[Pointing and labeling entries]
--
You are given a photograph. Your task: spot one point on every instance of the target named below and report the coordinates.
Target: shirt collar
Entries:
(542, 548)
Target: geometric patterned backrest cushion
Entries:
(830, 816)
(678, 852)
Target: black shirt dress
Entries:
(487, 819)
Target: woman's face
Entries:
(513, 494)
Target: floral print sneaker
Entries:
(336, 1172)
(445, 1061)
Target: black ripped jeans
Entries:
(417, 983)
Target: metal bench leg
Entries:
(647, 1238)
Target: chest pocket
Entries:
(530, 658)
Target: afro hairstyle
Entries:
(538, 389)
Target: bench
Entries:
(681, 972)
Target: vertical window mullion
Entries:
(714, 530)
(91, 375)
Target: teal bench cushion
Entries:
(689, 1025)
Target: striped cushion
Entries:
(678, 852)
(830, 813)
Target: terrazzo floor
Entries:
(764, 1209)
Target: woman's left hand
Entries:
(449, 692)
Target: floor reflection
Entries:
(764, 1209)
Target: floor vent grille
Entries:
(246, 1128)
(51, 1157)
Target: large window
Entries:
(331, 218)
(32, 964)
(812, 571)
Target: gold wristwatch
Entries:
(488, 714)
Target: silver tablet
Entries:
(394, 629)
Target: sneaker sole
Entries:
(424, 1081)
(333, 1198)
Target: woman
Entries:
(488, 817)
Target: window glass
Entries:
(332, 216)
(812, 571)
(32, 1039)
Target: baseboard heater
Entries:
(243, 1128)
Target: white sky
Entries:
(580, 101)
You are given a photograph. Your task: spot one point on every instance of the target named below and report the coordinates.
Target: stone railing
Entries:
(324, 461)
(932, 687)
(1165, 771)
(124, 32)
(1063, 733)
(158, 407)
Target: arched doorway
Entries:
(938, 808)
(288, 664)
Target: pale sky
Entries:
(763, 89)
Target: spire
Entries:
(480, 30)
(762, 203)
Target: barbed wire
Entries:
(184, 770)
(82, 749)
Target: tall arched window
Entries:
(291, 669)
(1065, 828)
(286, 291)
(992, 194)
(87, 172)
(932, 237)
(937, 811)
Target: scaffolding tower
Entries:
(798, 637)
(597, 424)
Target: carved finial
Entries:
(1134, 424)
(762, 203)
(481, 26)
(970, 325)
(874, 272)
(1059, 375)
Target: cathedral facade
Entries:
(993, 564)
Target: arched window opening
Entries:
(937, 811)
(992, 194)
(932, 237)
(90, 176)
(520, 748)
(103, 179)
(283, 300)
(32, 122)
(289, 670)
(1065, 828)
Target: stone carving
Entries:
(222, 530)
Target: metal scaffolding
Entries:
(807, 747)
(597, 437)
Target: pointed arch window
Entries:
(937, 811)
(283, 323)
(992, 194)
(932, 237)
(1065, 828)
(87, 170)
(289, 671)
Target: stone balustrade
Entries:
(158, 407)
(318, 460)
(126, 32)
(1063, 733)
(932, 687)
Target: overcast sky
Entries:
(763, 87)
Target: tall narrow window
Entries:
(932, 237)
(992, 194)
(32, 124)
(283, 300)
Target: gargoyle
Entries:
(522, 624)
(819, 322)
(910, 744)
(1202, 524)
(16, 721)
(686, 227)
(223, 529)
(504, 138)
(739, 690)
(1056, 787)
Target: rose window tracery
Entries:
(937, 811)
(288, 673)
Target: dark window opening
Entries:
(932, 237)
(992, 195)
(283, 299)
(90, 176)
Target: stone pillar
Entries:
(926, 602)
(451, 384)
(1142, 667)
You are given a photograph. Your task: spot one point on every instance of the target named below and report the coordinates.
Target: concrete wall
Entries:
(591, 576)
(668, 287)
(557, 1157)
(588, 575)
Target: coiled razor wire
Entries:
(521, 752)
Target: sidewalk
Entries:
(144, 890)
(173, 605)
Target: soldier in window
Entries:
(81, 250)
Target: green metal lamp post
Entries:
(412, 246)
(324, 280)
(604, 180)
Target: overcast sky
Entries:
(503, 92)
--
• **Exercise details**: Transcribe all of the entries without altering anything.

• **Correct answer**:
You are given a photograph. Your task: spot one point on every instance of the target named below and report the coordinates.
Target: shirt collar
Entries:
(542, 548)
Target: geometric patterned backrest cushion
Entries:
(830, 816)
(678, 852)
Target: black shirt dress
Entries:
(487, 819)
Target: woman's face
Entries:
(513, 494)
Target: floral print sneaker
Entries:
(336, 1172)
(445, 1061)
Target: black ripped jeans
Entries:
(417, 983)
Target: metal bench leg
Entries:
(647, 1238)
Target: chest pocket
Entries:
(530, 658)
Target: afro hairstyle
Entries:
(538, 389)
Target: bench
Entries:
(681, 972)
Target: vertical window mullion
Entries:
(714, 530)
(91, 375)
Target: teal bench cushion
Entries:
(689, 1025)
Target: striped cushion
Entries:
(678, 852)
(830, 813)
Target: terrazzo floor
Entries:
(764, 1209)
Target: woman's left hand
Entries:
(449, 692)
Target: floor reflection
Entries:
(764, 1209)
Target: floor vent grille
Entries:
(246, 1128)
(51, 1157)
Target: large window
Entries:
(331, 218)
(32, 964)
(812, 571)
Target: gold wristwatch
Entries:
(488, 714)
Target: silver tablet
Entries:
(394, 629)
Target: sneaker sole
Entries:
(424, 1081)
(333, 1198)
Target: woman
Entries:
(488, 817)
Target: window glass
Entries:
(332, 216)
(812, 571)
(32, 1039)
Target: baseboard heater
Entries:
(243, 1128)
Target: white sky
Entries:
(580, 101)
You are given a photograph. Your task: spot one point on every instance of the target named below and report the coordinates.
Target: stone railing
Entries:
(324, 461)
(932, 687)
(1165, 771)
(124, 32)
(1063, 733)
(158, 407)
Target: arched doorway
Entries:
(938, 808)
(288, 664)
Target: pale sky
Entries:
(763, 89)
Target: spire
Entries:
(480, 30)
(762, 203)
Target: barbed wire
Entries:
(184, 770)
(82, 749)
Target: tall arched window
Entries:
(291, 669)
(1065, 828)
(286, 291)
(992, 194)
(87, 172)
(932, 237)
(937, 811)
Target: scaffolding tower
Entries:
(798, 637)
(597, 424)
Target: carved finial
Entries:
(1134, 424)
(762, 203)
(481, 26)
(970, 325)
(874, 272)
(1059, 375)
Target: cathedral facade
Entries:
(993, 564)
Target: arched window opening
Entries:
(937, 811)
(992, 194)
(932, 237)
(90, 176)
(520, 748)
(103, 179)
(283, 300)
(32, 122)
(289, 670)
(1065, 828)
Target: stone carving
Entries:
(222, 530)
Target: metal scaffolding
Entries:
(807, 747)
(597, 437)
Target: pointed arch window
Entries:
(937, 811)
(283, 323)
(992, 194)
(932, 237)
(1065, 828)
(87, 170)
(289, 671)
Target: stone balustrade
Entries:
(158, 407)
(318, 460)
(126, 32)
(1063, 733)
(932, 687)
Target: overcast sky
Entries:
(763, 87)
Target: tall narrow window
Entries:
(932, 237)
(992, 194)
(32, 124)
(283, 300)
Target: gargoyle
Entries:
(522, 624)
(819, 322)
(910, 744)
(1202, 524)
(16, 721)
(686, 227)
(223, 529)
(504, 138)
(739, 690)
(1056, 787)
Target: rose window tracery
Entries:
(937, 811)
(288, 673)
Target: dark window opening
Entries:
(932, 237)
(992, 195)
(283, 299)
(90, 176)
Target: stone pillar
Entries:
(926, 602)
(451, 384)
(1142, 667)
You are given a photograph. Your task: spot one point on every instance of the target named below and report the coordinates.
Target: concrete wall
Entries:
(591, 576)
(668, 287)
(557, 1157)
(588, 575)
Target: coiled razor wire
Entries:
(521, 752)
Target: sidewalk
Entries:
(144, 890)
(173, 605)
Target: soldier in window
Entries:
(81, 250)
Target: green metal lamp post
Entries:
(412, 246)
(324, 280)
(604, 180)
Target: overcast sky
Entries:
(503, 92)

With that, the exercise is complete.